# [EXTRACT PROVIDED]

■ ■ ■ ■

Barriers, Caches, Filesystems

With the recent proliferation of ext4 as the new “default” Linux filesystem there’s been much talk of write barrier support. The flurry of post-2.6.18 barrier related development in most storage subsystems has left some novice users and administrators perplexed. I hope I can clear it up a bit with this primer/refresher.

If you’re familiar with the basics of I/O caching, just skip to the “Barriers” section.

Barriers have long been implemented in the kernel, e.g. in ext3, XFS and ReiserFS 3. However, they are disabled by default in ext3. Up until recently, there was no barrier support for anything other than simple devices.
 

Two words: data safety

Let’s take a look at the basic path data takes through the storage layers during a write-out in a modern storage setup:

Some of these layers/components have their own caches:

There may be other caches in the path, but this is the usual setup. The page cache is omitted if data is written in O_DIRECT mode.

When a userland process writes data to a filesystem, it’s paramount (unless explicitly requested otherwise) that the data makes it safely to physical, non-volatile media. This is a part of the “D” in ACID. Generally, data may be lost if it’s in volatile storage during hardware failure (e.g. power loss) or software crash.
 

Caches

The OS page cache (a subsystem of the VFS cache) and the buffer cache are in the host’s RAM, obviously volatile. The risk here is that the page cache is relatively large compared to other caches. It can’t survive OS crashes.

■ ■ ■ ■

# [RECORD EXCERPTS]
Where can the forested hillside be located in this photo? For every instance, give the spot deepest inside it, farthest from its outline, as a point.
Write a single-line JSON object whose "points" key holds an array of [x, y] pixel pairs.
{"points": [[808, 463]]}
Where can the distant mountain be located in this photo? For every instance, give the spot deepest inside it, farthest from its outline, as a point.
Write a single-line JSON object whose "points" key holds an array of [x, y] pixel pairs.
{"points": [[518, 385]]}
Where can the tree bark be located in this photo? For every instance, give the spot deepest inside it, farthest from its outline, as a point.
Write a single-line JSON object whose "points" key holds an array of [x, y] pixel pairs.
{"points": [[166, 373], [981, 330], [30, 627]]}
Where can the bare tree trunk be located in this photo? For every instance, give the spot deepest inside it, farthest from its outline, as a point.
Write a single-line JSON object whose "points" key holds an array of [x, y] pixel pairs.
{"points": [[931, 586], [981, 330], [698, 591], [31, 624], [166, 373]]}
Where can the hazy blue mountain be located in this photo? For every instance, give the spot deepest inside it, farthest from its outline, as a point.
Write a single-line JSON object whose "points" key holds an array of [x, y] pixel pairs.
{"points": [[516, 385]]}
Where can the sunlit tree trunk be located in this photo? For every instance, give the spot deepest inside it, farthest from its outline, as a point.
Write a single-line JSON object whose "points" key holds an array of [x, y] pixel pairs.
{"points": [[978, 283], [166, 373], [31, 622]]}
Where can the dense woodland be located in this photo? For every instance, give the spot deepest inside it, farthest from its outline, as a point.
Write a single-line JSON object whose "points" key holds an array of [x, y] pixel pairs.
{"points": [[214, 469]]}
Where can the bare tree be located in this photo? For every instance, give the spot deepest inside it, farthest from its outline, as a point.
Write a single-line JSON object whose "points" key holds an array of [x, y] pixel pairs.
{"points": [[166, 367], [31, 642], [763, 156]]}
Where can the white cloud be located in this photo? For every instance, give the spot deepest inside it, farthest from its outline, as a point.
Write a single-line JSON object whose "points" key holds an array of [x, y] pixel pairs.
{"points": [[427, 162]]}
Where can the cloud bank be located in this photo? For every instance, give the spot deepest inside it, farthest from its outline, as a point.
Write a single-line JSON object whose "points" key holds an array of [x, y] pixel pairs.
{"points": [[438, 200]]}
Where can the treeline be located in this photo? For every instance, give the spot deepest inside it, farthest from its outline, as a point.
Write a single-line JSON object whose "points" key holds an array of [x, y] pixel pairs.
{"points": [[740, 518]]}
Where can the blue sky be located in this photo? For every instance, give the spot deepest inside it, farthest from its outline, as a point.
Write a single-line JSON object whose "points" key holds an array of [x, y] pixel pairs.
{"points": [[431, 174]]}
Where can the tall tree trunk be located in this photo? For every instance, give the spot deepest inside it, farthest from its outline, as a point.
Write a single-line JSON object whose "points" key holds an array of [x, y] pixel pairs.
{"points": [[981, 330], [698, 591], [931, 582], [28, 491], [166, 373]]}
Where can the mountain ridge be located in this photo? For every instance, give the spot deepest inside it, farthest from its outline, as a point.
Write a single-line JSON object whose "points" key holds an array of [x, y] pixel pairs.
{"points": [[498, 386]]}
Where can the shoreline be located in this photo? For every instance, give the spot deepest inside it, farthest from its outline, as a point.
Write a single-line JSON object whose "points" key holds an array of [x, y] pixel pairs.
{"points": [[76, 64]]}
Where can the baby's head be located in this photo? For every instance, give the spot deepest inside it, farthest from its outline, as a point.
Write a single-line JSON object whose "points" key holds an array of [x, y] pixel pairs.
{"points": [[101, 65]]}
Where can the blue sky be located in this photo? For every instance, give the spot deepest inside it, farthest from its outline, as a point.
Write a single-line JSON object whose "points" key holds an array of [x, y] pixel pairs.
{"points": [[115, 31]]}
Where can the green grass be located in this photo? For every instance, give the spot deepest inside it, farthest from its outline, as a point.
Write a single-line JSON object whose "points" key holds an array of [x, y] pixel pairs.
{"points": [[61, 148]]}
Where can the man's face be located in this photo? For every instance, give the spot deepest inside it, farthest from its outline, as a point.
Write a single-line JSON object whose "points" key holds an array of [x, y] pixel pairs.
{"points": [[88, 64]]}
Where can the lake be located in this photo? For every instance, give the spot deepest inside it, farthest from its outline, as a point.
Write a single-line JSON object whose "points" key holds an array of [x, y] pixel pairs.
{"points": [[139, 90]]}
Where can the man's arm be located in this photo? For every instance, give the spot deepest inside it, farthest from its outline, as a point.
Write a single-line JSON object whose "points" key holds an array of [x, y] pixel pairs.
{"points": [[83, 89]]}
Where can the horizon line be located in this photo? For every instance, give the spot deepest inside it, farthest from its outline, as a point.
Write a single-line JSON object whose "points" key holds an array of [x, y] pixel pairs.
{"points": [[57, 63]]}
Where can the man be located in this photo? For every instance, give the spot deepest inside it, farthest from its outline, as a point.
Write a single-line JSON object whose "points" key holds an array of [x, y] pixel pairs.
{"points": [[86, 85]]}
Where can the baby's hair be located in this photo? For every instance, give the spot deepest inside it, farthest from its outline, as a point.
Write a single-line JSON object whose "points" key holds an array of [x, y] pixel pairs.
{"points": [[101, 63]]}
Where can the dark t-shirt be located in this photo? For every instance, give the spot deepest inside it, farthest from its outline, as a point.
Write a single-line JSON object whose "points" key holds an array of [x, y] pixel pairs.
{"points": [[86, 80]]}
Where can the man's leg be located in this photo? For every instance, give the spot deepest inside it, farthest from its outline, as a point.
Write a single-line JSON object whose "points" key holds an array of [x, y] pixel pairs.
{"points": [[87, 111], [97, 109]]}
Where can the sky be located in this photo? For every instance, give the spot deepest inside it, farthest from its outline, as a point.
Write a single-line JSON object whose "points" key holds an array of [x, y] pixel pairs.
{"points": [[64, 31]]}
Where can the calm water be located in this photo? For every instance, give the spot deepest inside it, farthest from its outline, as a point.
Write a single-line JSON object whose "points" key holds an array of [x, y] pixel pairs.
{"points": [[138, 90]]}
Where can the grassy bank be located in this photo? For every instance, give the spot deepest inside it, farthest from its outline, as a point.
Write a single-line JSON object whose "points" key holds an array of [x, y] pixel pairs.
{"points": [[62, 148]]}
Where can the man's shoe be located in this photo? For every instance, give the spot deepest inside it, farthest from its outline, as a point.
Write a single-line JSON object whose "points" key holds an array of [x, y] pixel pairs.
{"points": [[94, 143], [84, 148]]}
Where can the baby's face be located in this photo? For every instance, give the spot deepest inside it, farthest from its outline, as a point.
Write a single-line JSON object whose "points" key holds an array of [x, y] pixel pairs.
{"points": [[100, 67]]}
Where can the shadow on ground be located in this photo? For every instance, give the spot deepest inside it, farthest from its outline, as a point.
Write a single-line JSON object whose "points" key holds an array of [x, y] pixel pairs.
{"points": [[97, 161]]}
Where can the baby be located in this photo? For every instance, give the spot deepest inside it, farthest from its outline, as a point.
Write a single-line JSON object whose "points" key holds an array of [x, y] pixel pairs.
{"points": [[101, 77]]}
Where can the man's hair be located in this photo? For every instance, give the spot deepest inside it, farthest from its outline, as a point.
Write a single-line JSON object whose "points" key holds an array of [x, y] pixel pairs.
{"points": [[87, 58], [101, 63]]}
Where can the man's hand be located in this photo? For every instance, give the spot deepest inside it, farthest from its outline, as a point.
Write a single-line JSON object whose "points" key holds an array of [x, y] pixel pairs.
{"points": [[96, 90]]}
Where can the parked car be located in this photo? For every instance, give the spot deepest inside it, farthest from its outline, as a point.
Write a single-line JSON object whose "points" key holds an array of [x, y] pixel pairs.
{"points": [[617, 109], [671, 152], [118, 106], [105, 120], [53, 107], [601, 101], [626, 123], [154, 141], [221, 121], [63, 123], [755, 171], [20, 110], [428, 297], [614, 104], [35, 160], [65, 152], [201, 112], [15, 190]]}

■ ■ ■ ■

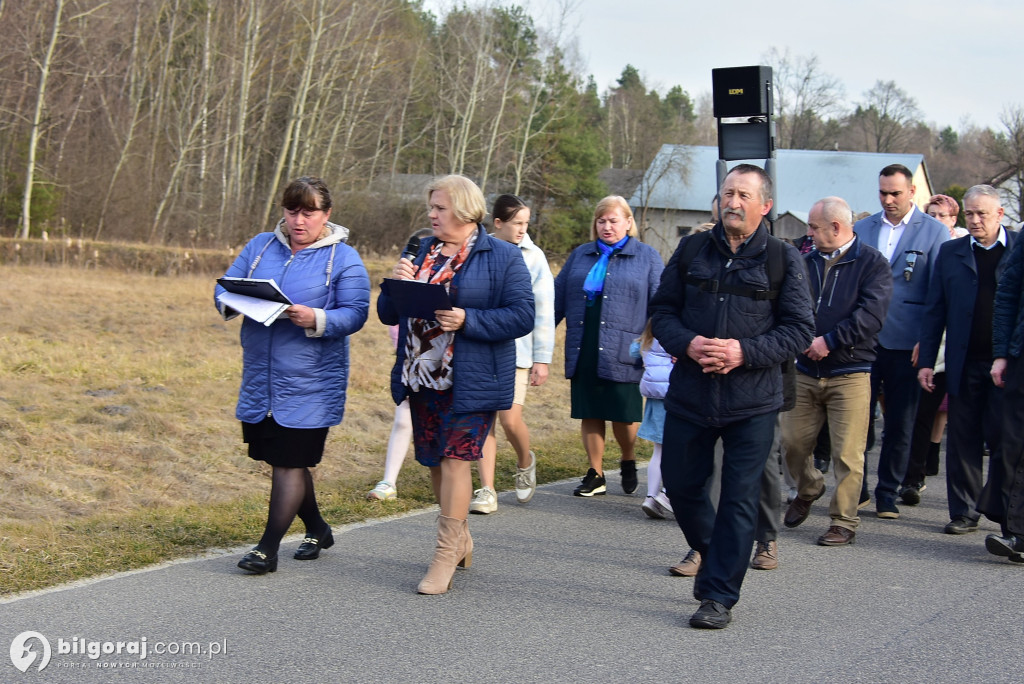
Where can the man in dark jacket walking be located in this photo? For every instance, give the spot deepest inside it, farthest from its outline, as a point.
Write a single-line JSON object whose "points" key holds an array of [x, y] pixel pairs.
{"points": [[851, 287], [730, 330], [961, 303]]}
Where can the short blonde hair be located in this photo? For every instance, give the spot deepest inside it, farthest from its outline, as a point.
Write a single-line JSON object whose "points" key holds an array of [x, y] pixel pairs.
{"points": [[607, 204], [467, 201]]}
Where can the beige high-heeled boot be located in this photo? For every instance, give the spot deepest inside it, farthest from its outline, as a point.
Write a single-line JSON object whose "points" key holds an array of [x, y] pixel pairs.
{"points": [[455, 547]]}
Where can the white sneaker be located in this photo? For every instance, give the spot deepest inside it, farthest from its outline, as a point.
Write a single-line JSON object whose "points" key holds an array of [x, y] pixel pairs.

■ ■ ■ ■

# [TASK REQUIREMENTS]
(A) From the barriers article, duplicate the passage starting at "Barriers have long" and ending at "or software crash.".
(B) Name every filesystem that the barriers article mentions.
(C) Sum up the barriers article in two sentences.

# [ANSWERS TO THE TASKS]
(A)
Barriers have long been implemented in the kernel, e.g. in ext3, XFS and ReiserFS 3. However, they are disabled by default in ext3. Up until recently, there was no barrier support for anything other than simple devices.
 

Two words: data safety

Let’s take a look at the basic path data takes through the storage layers during a write-out in a modern storage setup:

Some of these layers/components have their own caches:

There may be other caches in the path, but this is the usual setup. The page cache is omitted if data is written in O_DIRECT mode.

When a userland process writes data to a filesystem, it’s paramount (unless explicitly requested otherwise) that the data makes it safely to physical, non-volatile media. This is a part of the “D” in ACID. Generally, data may be lost if it’s in volatile storage during hardware failure (e.g. power loss) or software crash.

(B)
ext4
ext3
XFS
ReiserFS 3

(C) With ext4 spreading as the new default Linux filesystem, write barriers are widely discussed, and the article aims to clear up the confusion that post-2.6.18 barrier development left among novice users and administrators. It stresses that written data must safely reach non-volatile media, and it notes that the page cache and buffer cache sit in volatile host RAM and cannot survive OS crashes.